_Consegna:_ Per favore, conta le righe qui sotto che contengono la stringa "below" e scrivi soltanto il numero.
-*-*-
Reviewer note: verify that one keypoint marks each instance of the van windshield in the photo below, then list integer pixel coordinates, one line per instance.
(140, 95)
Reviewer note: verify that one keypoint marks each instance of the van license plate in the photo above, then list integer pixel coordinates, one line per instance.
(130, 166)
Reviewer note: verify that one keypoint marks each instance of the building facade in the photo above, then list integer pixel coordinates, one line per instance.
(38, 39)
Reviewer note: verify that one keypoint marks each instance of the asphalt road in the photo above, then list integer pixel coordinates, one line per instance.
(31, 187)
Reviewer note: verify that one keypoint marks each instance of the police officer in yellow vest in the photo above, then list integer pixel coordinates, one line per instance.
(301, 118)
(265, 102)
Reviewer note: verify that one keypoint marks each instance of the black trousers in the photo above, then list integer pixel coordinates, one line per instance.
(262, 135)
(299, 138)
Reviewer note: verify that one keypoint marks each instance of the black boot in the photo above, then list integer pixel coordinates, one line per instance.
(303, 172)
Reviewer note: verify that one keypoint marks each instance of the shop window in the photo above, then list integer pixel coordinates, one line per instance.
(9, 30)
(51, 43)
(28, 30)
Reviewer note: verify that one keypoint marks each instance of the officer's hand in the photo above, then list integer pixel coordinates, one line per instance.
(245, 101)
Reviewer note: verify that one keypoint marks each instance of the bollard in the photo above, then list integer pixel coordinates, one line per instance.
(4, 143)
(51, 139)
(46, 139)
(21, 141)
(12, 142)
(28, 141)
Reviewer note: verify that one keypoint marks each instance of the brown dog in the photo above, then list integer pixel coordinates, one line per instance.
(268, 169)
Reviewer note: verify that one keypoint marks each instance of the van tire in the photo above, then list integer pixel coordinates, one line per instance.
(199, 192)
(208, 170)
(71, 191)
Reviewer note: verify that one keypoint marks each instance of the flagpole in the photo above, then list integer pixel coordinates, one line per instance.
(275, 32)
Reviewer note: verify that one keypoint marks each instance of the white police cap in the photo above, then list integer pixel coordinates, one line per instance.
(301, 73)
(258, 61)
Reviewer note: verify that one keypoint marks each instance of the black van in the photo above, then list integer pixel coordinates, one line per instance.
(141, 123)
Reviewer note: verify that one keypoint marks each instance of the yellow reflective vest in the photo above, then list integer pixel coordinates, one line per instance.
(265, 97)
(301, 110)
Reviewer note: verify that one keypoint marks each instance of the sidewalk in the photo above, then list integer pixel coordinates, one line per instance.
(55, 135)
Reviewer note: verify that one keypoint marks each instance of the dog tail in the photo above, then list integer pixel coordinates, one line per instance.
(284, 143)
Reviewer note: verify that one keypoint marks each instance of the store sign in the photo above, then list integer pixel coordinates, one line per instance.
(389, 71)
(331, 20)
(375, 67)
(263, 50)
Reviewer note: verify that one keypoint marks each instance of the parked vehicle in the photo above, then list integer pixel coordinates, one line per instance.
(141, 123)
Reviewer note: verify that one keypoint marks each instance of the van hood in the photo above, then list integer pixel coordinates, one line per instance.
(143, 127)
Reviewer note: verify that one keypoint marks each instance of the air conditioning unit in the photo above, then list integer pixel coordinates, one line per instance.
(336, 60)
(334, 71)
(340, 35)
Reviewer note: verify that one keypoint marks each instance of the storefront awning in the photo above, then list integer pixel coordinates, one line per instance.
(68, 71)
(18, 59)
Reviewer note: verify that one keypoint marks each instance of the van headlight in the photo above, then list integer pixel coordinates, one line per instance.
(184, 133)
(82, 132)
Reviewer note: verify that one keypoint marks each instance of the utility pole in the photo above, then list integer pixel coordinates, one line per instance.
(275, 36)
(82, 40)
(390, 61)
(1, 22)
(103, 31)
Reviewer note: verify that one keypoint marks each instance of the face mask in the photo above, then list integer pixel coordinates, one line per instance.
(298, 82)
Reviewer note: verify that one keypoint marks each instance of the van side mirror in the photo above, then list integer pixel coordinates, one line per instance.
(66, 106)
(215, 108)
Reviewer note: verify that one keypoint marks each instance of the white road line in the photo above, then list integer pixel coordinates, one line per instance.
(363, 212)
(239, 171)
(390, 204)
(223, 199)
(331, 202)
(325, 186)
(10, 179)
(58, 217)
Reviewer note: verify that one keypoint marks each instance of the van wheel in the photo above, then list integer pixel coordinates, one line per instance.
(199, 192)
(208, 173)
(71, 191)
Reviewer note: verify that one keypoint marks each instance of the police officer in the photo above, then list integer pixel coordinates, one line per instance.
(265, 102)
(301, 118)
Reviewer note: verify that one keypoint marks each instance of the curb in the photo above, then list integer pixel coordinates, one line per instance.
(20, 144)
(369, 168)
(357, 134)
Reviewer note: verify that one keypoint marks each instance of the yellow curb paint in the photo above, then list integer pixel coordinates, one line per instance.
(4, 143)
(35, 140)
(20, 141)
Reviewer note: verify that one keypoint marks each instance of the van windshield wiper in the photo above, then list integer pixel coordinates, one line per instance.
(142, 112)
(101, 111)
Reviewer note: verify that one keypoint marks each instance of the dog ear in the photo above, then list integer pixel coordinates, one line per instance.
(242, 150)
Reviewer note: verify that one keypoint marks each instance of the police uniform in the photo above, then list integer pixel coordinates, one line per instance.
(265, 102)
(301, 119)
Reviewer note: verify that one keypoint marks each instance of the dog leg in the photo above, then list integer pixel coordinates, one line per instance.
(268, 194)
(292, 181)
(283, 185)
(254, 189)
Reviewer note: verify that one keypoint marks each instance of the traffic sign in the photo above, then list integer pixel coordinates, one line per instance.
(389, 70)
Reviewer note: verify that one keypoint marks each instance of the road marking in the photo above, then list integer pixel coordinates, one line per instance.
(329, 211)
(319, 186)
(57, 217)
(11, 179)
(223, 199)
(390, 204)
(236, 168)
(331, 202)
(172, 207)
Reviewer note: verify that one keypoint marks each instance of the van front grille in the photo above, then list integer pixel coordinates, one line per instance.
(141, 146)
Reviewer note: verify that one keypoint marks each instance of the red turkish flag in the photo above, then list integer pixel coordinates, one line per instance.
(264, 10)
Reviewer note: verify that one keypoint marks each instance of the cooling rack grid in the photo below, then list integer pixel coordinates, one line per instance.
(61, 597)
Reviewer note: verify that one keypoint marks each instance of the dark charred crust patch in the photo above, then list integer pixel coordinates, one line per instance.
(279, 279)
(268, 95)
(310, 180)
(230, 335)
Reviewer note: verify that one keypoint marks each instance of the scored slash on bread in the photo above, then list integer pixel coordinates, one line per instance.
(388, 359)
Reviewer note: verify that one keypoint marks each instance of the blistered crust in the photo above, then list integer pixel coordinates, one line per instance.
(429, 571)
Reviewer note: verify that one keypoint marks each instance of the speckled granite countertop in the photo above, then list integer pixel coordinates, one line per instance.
-*-*-
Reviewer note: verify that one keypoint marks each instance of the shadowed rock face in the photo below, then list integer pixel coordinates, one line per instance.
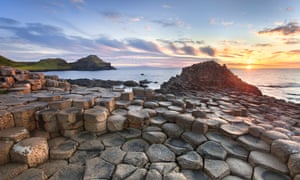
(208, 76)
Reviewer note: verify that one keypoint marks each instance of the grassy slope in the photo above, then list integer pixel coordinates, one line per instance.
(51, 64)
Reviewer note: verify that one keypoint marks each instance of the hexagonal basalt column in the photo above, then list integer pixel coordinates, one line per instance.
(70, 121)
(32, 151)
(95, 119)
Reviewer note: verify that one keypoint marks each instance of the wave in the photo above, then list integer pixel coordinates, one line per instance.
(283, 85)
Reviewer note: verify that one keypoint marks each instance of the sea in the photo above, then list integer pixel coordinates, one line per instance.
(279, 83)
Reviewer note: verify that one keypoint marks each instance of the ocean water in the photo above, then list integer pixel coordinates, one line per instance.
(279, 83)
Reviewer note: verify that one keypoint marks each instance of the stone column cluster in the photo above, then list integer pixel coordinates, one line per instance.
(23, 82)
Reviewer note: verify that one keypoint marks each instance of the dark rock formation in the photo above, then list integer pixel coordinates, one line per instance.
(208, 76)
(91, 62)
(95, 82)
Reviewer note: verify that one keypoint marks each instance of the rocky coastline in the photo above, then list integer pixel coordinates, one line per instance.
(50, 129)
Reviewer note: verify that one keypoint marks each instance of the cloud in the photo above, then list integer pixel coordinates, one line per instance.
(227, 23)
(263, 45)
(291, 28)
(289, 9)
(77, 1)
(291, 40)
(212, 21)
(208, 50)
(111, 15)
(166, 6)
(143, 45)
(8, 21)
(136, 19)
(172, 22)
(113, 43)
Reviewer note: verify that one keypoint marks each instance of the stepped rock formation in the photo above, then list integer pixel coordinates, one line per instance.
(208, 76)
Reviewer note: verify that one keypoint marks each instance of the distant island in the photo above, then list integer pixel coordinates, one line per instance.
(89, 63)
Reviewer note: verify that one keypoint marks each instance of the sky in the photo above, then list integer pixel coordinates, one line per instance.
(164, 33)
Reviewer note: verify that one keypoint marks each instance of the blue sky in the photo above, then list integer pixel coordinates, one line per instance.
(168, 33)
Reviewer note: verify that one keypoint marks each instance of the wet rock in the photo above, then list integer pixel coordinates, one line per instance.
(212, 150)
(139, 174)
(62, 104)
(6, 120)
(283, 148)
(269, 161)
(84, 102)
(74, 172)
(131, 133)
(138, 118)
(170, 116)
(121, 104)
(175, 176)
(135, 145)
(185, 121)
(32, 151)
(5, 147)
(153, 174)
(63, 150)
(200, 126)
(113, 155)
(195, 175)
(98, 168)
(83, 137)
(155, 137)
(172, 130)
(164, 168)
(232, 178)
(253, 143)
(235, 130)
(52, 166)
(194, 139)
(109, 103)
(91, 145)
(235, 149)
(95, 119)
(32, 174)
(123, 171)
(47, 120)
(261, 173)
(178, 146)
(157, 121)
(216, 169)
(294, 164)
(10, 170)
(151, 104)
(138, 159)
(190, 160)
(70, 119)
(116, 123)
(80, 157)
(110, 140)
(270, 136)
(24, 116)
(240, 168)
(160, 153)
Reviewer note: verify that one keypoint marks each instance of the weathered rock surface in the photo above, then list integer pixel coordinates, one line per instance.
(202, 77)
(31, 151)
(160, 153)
-*-*-
_Soluzione svolta:_ 3